◆ WORK ITEM ◆
Wherever the word "raised" shows up in the data, report the line it sits in.

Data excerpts
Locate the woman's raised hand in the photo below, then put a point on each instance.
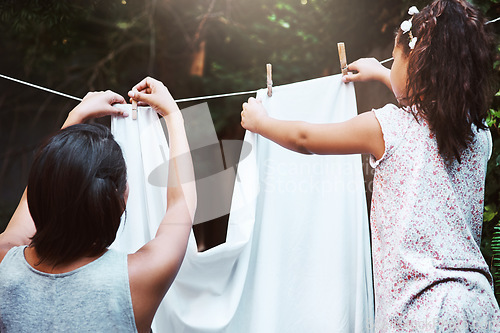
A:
(154, 93)
(95, 105)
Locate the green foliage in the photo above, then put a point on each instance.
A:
(81, 45)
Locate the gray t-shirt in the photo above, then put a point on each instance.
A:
(92, 298)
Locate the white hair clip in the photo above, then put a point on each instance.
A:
(407, 25)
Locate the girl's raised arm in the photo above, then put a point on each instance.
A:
(361, 134)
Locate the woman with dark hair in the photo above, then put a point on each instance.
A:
(56, 271)
(430, 156)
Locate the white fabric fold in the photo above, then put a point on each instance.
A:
(297, 253)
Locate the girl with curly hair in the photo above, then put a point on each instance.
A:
(430, 157)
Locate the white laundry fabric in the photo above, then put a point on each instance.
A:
(297, 253)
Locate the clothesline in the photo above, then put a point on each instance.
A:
(190, 99)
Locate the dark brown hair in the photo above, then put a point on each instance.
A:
(76, 193)
(450, 72)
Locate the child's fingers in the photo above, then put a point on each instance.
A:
(350, 77)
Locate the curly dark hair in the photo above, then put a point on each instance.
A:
(450, 72)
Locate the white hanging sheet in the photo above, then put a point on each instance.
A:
(297, 253)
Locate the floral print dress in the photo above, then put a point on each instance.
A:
(426, 221)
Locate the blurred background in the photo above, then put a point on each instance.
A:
(197, 48)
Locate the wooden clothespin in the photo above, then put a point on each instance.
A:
(343, 58)
(269, 69)
(134, 109)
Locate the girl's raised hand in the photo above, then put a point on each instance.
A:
(367, 69)
(95, 105)
(253, 113)
(154, 93)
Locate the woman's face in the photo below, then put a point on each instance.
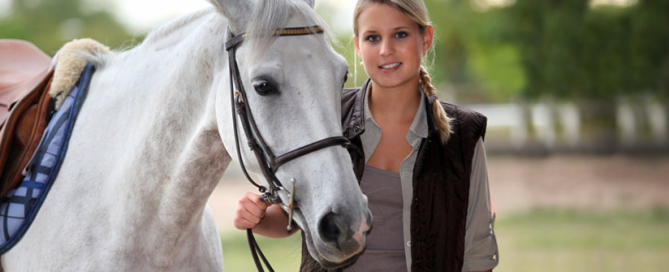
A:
(391, 46)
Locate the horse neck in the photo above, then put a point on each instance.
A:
(176, 156)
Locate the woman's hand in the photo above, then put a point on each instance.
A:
(270, 221)
(250, 211)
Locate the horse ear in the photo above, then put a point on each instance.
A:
(311, 3)
(238, 12)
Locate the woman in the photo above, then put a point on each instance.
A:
(424, 169)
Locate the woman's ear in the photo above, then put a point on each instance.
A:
(357, 46)
(428, 35)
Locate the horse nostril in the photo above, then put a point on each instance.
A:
(329, 228)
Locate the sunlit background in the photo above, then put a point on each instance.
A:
(577, 96)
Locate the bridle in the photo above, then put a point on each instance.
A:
(269, 163)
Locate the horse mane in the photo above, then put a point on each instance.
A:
(268, 16)
(166, 29)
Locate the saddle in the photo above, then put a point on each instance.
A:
(25, 76)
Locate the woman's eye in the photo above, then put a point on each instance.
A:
(263, 87)
(373, 38)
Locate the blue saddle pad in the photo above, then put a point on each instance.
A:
(20, 206)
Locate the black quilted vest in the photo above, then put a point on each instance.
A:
(440, 184)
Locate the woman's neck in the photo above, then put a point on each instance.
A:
(394, 104)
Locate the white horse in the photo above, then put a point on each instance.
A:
(154, 137)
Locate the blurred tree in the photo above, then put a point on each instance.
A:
(474, 54)
(649, 47)
(50, 24)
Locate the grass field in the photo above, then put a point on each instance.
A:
(540, 240)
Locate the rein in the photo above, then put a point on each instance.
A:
(268, 162)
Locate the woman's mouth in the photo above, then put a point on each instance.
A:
(391, 66)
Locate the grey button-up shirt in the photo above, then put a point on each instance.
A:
(480, 243)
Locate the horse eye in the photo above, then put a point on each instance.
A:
(263, 87)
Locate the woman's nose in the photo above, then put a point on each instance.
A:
(387, 48)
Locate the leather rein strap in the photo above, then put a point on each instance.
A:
(268, 162)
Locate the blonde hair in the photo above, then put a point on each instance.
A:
(416, 11)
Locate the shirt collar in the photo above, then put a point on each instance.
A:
(418, 126)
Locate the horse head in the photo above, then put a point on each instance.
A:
(292, 88)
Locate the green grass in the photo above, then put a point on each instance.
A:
(540, 240)
(282, 254)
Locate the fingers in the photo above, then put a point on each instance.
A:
(250, 211)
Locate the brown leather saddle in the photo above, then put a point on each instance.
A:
(25, 75)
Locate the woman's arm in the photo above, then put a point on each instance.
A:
(480, 242)
(254, 214)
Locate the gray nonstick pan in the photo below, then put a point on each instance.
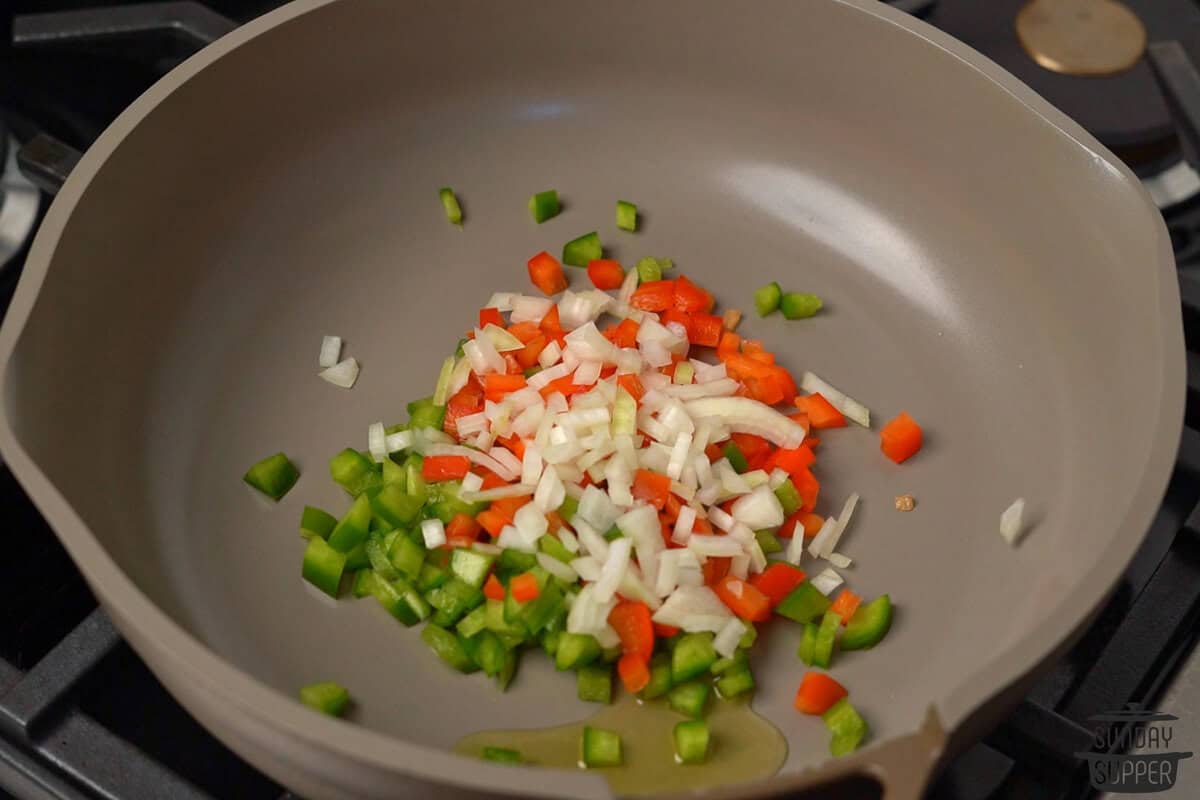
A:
(987, 266)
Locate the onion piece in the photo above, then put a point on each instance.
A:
(377, 443)
(343, 373)
(330, 350)
(827, 581)
(433, 533)
(747, 415)
(1011, 522)
(557, 569)
(727, 638)
(850, 407)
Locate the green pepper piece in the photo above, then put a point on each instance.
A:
(789, 497)
(627, 215)
(799, 306)
(544, 205)
(555, 549)
(449, 648)
(502, 756)
(354, 471)
(325, 697)
(408, 557)
(691, 741)
(827, 635)
(582, 250)
(594, 684)
(868, 626)
(804, 603)
(767, 299)
(315, 522)
(736, 681)
(273, 476)
(377, 554)
(651, 269)
(847, 727)
(768, 542)
(690, 698)
(576, 650)
(471, 566)
(323, 566)
(364, 583)
(352, 529)
(808, 643)
(693, 655)
(660, 677)
(599, 747)
(450, 205)
(737, 458)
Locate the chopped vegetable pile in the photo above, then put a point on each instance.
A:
(581, 481)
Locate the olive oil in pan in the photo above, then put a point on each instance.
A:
(744, 746)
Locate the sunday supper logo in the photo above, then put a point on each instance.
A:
(1153, 768)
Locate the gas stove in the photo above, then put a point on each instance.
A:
(82, 717)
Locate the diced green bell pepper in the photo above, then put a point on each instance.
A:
(736, 681)
(395, 506)
(690, 698)
(315, 522)
(325, 697)
(401, 600)
(691, 741)
(847, 727)
(808, 643)
(408, 557)
(599, 747)
(804, 603)
(693, 655)
(651, 269)
(768, 542)
(868, 626)
(789, 497)
(273, 476)
(323, 566)
(582, 250)
(737, 458)
(544, 205)
(594, 684)
(799, 306)
(449, 648)
(627, 215)
(354, 471)
(454, 599)
(502, 756)
(576, 650)
(450, 205)
(827, 636)
(766, 299)
(660, 677)
(352, 529)
(471, 566)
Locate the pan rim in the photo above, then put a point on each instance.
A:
(225, 683)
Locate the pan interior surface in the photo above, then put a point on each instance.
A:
(981, 269)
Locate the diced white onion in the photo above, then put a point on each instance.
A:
(727, 638)
(330, 350)
(1011, 522)
(433, 533)
(342, 374)
(850, 407)
(377, 443)
(557, 569)
(827, 581)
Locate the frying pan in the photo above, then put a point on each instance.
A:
(987, 266)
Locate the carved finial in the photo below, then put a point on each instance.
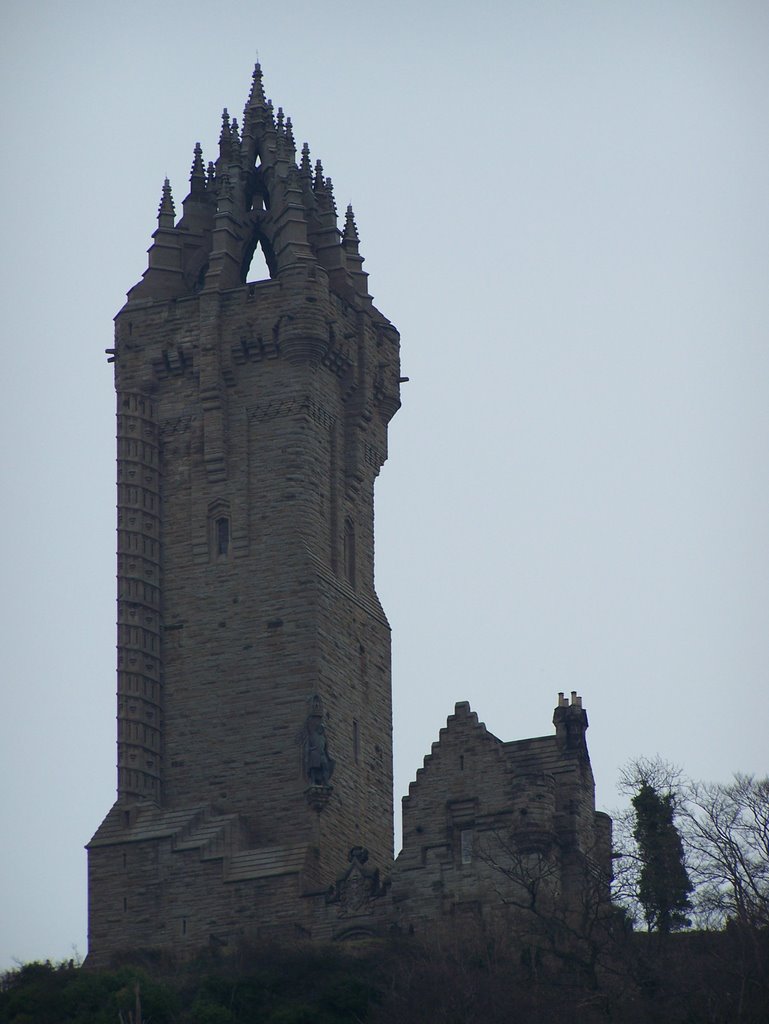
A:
(350, 228)
(256, 96)
(225, 134)
(198, 173)
(166, 210)
(318, 182)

◆ FINISHED TASK ◆
Locate the woman's raised hand in the photo below, then put a point on each instance.
Locate the girl's raised arm in the photo above, then put a point on each instance.
Locate the girl's raised hand in the photo above, then put a point on each instance.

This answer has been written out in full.